[Records pointing to named objects]
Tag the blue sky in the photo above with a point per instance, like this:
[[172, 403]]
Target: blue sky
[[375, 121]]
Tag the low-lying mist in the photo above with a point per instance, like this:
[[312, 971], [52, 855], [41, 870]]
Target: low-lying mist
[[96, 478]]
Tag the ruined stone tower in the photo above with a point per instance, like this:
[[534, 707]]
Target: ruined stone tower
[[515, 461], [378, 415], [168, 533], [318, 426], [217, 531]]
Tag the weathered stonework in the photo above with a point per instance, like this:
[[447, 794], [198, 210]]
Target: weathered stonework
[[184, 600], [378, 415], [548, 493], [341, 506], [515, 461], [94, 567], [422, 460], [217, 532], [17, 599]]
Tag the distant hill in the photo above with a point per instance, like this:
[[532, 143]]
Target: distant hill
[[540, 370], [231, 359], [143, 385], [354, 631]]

▶ Set exercise:
Please rewrite the lines above as a Markdown table with the columns Row and Line, one row number and one line per row, and leave out any blank lines.

▶ Answer:
| Row | Line |
|---|---|
| 1 | Tag the blue sky in the photo above with a point per instance, like this: |
| 2 | [[172, 403]] |
| 3 | Target: blue sky |
| 4 | [[375, 121]] |
| 5 | Tag the low-lying mist in the photo above with a point per instance, like this: |
| 6 | [[312, 971], [52, 855], [41, 870]] |
| 7 | Target: low-lying mist |
| 8 | [[96, 478]] |
| 9 | Tag the ruined stone tower in the photo above with a point per instance, like this: |
| 10 | [[534, 707]] |
| 11 | Target: ruined stone tower |
| 12 | [[515, 461], [378, 415], [168, 533], [318, 426], [217, 531]] |
| 13 | Tag the weathered stonework in the photo above with a point per instance, like this: |
| 14 | [[447, 794], [198, 210]] |
| 15 | Target: weathered stonework |
| 16 | [[184, 600], [378, 415], [548, 493], [341, 506], [515, 461], [94, 567], [422, 460], [217, 532], [17, 599]] |
| 17 | Tag the distant hill in the photo above with a point per instance, like this: |
| 18 | [[532, 143]] |
| 19 | Target: distant hill |
| 20 | [[540, 370], [231, 359], [143, 385], [354, 631]] |